(AUFGABEN)
**A.** Welche Funktion hat Gerhard Schmid laut dem Textauszug?
**B.** Nenne alle Personen, die im Textauszug namentlich erwähnt werden.

(TEXTAUSZUG)
Nachdem diese Ausgabe mit dem Interview beginnt, dass der Wiener Bürgermeister Michael Ludwig der ZUKUNFT gegeben hat, rundet das Gespräch mit Gerhard Schmid, dem Bundesbildungsvorsitzenden der SPÖ, unsere Ausgabe ab. Denn auch Schmid aktualisiert das Rote Wien und die pädagogischen Modelle Otto Glöckels, wenn er betont, dass uns – in allen Wortbedeutungen – jedes Kind gleich viel Wert sein muss. In Erinnerung an das Rote Wien und den Austromarxismus hebt Schmid hervor, dass im Hintergrund der Handlungen von Rudolf Hilferding, Max Adler und Otto Bauer eine ideologische Programmatik stand, deren Ziel es schon vor 100 Jahren war, Bildungsbarrieren abzubauen und dem Grundsatz der klassenlosen Gesellschaft zu entsprechen. Ein Ziel, das für Sozialdemokrat*innen nach wie vor bindend ist. Deshalb galt damals, was noch heute gilt: Nur eine gleiche Bildung ist auch die beste Bildung für unsere Kinder und Jugendlichen. Dabei steht die (erneute) Demokratisierung des Bildungssystems im Sinne eines Digitalen Humanismus genauso vor Augen wie die Notwendigkeit, auf die Herausforderungen der Digitalisierung im Sinne der Bildungsgleichheit zu reagieren.

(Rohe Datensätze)

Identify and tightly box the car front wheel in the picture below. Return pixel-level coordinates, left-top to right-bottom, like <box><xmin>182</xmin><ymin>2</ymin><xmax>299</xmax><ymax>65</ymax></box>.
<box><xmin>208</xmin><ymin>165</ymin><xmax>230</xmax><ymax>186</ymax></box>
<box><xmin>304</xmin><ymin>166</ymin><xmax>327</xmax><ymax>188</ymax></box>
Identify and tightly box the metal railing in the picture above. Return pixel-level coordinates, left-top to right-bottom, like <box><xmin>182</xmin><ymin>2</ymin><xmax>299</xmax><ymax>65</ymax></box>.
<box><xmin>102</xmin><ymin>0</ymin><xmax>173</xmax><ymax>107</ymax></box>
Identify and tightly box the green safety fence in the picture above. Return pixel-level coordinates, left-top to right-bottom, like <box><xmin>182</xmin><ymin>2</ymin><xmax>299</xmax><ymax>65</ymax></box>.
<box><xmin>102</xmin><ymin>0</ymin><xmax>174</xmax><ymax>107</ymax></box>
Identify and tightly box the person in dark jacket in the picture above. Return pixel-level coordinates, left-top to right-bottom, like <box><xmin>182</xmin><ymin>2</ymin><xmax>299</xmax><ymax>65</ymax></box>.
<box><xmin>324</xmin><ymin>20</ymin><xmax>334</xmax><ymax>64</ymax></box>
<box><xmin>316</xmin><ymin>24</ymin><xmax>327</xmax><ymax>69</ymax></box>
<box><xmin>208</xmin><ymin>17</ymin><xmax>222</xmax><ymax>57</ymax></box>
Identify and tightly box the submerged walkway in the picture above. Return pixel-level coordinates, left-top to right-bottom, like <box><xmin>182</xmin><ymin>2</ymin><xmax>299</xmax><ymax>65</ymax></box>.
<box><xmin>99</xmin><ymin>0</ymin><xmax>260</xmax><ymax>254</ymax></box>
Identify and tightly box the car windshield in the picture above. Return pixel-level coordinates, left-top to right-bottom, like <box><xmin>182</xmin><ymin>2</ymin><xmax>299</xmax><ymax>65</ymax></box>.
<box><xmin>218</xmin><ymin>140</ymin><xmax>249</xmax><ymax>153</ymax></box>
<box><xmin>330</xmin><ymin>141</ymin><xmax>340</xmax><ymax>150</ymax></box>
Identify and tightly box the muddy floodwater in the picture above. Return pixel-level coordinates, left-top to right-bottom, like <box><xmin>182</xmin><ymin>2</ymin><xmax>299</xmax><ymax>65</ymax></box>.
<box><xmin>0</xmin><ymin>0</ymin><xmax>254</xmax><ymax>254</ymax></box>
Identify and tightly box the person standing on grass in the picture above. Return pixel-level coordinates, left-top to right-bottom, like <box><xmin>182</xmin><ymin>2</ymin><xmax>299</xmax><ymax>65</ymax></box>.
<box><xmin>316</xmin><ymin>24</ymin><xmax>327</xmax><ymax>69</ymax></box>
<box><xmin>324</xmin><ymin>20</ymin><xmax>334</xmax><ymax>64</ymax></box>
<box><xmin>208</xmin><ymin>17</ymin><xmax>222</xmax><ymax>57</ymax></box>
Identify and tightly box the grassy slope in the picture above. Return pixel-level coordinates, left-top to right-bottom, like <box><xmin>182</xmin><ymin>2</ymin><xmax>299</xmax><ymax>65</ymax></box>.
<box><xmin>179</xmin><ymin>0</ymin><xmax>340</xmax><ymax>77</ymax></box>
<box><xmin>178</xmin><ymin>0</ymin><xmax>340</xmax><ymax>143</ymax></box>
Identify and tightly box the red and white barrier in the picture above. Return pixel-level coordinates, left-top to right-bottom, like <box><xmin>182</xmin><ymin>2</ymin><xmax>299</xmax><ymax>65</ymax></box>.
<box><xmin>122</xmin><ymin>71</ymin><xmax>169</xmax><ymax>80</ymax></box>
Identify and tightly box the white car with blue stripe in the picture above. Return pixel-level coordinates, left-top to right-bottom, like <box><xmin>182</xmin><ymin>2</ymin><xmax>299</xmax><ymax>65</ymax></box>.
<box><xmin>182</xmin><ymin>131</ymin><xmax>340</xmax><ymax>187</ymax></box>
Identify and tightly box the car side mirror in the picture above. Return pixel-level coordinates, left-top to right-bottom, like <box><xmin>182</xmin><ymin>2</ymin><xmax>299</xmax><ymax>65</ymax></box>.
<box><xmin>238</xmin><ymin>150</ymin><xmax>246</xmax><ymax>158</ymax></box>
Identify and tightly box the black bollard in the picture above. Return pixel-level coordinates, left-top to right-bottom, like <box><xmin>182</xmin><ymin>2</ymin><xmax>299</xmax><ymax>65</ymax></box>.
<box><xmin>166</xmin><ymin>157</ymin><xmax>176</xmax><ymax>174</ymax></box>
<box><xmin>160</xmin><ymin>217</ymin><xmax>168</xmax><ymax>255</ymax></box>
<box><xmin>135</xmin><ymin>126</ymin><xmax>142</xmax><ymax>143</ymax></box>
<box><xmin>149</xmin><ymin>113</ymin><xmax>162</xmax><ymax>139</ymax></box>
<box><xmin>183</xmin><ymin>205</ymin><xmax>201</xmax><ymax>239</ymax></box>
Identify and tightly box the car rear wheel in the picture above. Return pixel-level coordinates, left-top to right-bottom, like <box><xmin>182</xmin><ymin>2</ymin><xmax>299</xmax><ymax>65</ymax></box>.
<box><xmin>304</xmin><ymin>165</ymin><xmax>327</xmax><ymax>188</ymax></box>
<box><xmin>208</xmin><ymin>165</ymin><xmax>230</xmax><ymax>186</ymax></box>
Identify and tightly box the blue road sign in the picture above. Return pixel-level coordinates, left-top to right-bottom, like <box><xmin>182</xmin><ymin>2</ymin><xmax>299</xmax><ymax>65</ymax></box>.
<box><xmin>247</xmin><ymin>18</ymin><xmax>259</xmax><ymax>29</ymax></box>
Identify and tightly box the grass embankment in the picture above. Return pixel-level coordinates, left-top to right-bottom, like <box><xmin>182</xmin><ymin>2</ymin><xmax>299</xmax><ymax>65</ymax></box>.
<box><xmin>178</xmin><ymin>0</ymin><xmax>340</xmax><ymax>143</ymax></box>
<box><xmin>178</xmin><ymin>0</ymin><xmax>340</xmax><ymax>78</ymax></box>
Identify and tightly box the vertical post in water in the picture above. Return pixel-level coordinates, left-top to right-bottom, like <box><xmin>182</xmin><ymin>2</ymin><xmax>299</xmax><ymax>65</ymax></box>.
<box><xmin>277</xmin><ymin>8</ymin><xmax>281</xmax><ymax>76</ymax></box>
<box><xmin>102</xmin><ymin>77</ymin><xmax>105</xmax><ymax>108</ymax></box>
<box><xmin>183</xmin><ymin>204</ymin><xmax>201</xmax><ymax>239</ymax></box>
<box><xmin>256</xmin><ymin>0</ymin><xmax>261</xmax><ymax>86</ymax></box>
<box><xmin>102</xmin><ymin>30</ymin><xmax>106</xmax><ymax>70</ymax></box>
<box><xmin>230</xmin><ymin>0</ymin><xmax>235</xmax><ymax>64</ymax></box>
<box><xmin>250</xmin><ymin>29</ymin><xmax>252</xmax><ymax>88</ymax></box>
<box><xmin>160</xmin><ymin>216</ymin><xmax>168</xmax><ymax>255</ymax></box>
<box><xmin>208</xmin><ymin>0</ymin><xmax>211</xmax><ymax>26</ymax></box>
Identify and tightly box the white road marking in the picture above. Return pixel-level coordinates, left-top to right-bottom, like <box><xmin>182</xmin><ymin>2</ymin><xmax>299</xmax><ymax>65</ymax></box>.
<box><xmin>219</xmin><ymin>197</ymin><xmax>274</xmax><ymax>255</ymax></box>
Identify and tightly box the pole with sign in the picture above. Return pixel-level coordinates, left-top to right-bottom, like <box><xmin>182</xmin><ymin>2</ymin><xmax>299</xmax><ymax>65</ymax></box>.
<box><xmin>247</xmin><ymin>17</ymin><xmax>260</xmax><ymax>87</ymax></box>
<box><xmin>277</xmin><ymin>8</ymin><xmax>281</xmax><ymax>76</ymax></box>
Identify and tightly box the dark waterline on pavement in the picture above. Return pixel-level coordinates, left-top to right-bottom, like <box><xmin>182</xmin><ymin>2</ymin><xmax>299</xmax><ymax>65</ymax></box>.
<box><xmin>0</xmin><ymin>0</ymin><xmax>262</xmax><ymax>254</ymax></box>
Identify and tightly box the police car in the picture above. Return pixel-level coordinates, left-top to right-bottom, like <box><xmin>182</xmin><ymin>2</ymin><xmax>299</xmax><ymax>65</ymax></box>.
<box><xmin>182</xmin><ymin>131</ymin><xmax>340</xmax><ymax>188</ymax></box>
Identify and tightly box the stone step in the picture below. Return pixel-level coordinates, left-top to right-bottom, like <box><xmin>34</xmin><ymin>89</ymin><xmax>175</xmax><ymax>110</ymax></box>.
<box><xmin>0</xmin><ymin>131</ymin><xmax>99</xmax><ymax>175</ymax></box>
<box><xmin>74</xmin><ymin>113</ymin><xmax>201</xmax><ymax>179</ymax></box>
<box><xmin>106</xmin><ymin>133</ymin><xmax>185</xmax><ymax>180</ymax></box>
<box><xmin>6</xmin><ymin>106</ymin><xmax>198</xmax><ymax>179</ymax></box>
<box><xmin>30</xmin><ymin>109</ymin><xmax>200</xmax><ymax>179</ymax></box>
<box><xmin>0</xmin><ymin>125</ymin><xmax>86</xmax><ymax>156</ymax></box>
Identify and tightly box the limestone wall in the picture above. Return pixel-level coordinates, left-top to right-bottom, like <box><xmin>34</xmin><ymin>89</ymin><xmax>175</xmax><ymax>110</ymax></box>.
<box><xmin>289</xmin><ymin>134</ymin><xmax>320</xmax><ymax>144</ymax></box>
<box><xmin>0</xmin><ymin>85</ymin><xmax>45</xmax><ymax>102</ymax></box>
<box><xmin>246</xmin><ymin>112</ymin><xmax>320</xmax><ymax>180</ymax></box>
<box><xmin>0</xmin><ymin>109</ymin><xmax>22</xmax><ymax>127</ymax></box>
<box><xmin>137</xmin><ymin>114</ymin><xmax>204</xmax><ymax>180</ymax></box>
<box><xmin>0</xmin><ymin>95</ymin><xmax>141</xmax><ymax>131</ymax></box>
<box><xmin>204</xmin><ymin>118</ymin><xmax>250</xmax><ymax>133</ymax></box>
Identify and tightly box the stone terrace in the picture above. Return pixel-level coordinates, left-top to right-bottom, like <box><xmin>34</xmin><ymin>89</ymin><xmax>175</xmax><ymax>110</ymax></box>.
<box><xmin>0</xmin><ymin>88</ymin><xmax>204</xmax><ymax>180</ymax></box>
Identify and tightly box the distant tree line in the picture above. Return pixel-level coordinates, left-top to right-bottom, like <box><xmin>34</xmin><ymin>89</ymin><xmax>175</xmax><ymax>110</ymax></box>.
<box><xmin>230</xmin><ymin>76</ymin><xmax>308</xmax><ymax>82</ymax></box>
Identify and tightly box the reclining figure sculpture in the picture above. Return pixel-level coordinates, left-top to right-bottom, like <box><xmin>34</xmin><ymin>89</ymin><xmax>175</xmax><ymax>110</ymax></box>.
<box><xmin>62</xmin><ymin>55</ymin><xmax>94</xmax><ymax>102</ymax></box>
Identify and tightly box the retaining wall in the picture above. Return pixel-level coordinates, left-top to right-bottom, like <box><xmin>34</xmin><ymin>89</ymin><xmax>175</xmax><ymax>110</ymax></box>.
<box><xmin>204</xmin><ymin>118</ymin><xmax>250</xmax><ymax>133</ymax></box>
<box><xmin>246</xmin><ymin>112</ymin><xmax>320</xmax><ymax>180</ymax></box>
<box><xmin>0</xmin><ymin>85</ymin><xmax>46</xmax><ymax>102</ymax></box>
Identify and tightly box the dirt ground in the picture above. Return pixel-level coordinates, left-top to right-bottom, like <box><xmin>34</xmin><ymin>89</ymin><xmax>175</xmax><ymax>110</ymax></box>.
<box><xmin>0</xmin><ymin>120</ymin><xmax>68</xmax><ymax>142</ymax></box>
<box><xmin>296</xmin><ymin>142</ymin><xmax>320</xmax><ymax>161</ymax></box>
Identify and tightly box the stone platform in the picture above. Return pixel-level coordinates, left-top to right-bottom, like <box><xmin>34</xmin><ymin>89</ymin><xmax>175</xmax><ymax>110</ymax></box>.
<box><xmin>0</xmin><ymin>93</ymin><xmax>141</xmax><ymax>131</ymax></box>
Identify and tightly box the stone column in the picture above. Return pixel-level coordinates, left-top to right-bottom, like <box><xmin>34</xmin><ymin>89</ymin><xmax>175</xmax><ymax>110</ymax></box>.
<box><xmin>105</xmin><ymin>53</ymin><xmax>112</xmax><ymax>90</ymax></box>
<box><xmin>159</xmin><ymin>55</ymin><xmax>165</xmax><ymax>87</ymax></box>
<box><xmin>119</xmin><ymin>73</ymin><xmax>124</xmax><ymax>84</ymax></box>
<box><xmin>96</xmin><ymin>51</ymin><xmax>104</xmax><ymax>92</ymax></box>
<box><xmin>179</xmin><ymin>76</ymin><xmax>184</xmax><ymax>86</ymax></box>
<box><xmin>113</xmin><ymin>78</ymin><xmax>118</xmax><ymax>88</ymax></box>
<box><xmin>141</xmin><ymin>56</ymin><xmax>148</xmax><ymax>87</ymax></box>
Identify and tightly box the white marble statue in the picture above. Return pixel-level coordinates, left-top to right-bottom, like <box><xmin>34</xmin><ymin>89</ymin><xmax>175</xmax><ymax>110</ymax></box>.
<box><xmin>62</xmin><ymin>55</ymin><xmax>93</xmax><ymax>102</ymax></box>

(LÖSUNGEN DER REIHE)
**A.** Er ist Bundesbildungsvorsitzender der SPÖ.

**B.** Michael Ludwig, Gerhard Schmid, Otto Glöckel, Rudolf Hilferding, Max Adler, Otto Bauer